__Description of the task__. Decide whether each statement agrees with the passage on Jyoti Basu, and support each yes or no with the decisive words quoted from the passage: (a) Basu died at the age of 95; (b) the Left Front rule in Bengal began in 1980; (c) Basu called those who destroyed the Babri Masjid barbarians.

The terror of the 1970s was not happenstance. The Left had gained in strength. It had to be stopped. Basu later reflected on the events of the period, “Everything was preplanned and the Congress did not stop from even using the Naxalites and the breakaway factions of the erstwhile United Front to try and annihilate the CPM. The Naxalites had become more and more disoriented after getting alienated from the people and were stooping to the level of attacking teachers and students in their desperation. The CPM fought back against this anarchy and mindless violence. Our enemies thus made us their main target and fueled the Naxalites in their activities. On the one hand, they labeled the Naxalites as ‘well-intentioned, brave young men,’ and on the other, pilloried us for attacking the Naxalites. All this, when the reality was quite the opposite.” Much the same kind of assault is ongoing these days in Bengal, and much the same kind of media spin is given to the political genocide against the CPM since 2007 (over 200 CPM supporters have been brutally assassinated by the Maoists-TMC in the western districts of West Bengal, in an area where the CPM candidate won the Lok Sabha election in 2009).
The Left Front rule from 1977 has to be given credit for bringing some measure of political calm to Bengal. Police excesses are not as they were, and political demonstrations are less easily targeted than they once were. In Kolkata, days after the Babri Masjid had been destroyed by the Sangh Parivar, Basu and the CPM went into action – a hands-across-Bengal movement drew many of us into a pledge to prevent the virus of communalism from returning to the state. An elderly man who happened to be holding my hand near Hazra crossing recounting his experiences from the days of the partition riots in the city. He feared a return to that madness, but then felt that it could not be thanks to the fortitude and civilization of Basu’s Left Front. Basu would later put it plainly, “Barbarians destroyed Babri Masjid. We stood dishonored before the whole world.” But not Bengal. It held fast.
Jyoti Basu was the longest serving Communist head of government in the world. He was 95 when he died. He lived a million lives. His life of commitment will allow millions of others to live their lives with dignity and hope.

[Natural-language descriptions of regions]

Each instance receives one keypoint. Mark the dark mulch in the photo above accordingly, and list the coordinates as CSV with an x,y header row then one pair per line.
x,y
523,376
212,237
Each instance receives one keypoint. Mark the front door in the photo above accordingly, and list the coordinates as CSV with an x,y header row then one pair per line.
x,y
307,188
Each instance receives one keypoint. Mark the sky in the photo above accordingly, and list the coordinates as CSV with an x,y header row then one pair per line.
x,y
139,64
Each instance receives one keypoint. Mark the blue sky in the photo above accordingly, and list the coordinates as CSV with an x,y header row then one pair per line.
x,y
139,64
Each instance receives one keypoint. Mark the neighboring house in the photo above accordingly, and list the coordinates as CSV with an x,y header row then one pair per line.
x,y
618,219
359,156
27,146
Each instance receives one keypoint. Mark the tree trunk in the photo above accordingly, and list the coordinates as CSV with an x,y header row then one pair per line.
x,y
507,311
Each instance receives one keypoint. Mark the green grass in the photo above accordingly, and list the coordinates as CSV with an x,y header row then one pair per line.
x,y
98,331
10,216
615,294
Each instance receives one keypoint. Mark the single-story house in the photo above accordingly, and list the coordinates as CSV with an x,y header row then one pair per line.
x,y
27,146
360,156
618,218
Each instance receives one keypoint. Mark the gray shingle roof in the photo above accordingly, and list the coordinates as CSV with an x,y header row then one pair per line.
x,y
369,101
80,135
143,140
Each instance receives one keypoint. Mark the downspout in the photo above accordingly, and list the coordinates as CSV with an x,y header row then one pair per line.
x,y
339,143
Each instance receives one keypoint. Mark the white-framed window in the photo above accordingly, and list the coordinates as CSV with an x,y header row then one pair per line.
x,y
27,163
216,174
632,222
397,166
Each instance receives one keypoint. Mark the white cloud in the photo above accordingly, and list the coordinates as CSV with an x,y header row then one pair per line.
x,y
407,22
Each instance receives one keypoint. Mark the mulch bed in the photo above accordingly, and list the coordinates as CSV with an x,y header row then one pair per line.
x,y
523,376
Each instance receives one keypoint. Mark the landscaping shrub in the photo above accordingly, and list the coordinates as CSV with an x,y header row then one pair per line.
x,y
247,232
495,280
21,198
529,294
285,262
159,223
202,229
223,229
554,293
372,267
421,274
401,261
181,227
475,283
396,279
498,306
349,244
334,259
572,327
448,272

__Your solution__.
(a) Yes: "He was 95 when he died."
(b) No: "The Left Front rule from 1977"
(c) Yes: "Barbarians destroyed Babri Masjid."